__Task to carry out__.
Transcribe the stretch of entries below from the line with "Target: overcast sky" through the line with "Question. Indicate the window in", exactly and with both ends included; leave out all other lines.

-.-.-

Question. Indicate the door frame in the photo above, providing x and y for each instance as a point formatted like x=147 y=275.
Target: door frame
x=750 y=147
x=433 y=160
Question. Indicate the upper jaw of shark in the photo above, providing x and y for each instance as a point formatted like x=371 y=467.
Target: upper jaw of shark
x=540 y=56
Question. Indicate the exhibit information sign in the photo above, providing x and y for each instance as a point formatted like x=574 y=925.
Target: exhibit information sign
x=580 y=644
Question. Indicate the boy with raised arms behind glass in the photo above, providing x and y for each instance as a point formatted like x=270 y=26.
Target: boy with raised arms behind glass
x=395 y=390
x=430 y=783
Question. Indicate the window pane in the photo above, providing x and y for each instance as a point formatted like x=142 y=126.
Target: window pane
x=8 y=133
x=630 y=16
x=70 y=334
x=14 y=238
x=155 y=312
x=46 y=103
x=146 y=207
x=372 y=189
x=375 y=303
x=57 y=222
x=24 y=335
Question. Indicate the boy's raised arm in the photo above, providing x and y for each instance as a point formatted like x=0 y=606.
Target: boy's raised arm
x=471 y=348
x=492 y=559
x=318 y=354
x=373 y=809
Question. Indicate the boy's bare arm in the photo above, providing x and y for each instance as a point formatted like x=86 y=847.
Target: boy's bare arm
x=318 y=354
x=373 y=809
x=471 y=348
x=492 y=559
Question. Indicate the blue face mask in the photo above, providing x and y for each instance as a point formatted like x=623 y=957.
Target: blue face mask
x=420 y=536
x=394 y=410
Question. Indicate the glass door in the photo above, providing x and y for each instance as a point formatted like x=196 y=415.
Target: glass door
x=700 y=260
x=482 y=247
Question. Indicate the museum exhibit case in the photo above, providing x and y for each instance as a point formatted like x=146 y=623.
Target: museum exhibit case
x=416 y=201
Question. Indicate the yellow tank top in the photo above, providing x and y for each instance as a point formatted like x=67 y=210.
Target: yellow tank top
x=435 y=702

-.-.-

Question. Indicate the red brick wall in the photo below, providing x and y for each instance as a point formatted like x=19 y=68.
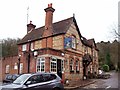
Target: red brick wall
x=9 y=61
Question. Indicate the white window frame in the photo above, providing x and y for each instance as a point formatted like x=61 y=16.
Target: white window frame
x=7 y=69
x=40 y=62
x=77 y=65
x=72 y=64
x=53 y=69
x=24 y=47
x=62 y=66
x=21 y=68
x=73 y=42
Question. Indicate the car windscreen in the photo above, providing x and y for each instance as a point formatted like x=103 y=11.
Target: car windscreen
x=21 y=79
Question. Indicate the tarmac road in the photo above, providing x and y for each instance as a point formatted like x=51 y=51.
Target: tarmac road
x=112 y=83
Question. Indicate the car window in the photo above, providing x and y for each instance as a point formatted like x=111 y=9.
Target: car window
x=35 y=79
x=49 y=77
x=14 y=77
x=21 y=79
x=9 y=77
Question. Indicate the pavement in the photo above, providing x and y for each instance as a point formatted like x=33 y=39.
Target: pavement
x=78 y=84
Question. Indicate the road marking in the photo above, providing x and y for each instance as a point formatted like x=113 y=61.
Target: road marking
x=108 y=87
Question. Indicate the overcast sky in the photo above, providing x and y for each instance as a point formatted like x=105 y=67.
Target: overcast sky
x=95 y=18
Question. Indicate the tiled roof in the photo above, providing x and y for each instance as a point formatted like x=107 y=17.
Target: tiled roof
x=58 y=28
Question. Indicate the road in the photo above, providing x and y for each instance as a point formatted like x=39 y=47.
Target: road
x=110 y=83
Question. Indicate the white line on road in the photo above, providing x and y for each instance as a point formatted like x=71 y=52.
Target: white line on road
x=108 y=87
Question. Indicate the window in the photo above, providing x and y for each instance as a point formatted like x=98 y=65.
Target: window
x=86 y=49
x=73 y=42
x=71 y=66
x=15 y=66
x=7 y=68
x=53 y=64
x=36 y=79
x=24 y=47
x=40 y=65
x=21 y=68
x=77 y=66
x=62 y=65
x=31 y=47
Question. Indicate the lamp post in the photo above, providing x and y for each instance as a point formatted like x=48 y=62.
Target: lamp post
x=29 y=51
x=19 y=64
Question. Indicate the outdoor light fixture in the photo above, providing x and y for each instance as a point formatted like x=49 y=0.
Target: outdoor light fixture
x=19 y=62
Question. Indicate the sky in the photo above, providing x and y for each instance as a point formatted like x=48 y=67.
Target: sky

-.-.-

__Task solution__.
Target: overcast sky
x=95 y=18
Question. Indicate the tiled roof in the photo above, providing x and y for each instance as a point formatted like x=107 y=17.
Target: tiled roof
x=58 y=28
Question. Indicate the road in the photo above, providing x and y for each instance as a point formatted like x=39 y=47.
Target: road
x=110 y=83
Question. Indicate the white line on road in the photo above, providing x and y for each instance as a point formatted like x=71 y=52.
Target: white line on road
x=108 y=87
Question. Indicate the window in the photo above, providing x and y for each instance as a point formatted like x=98 y=65.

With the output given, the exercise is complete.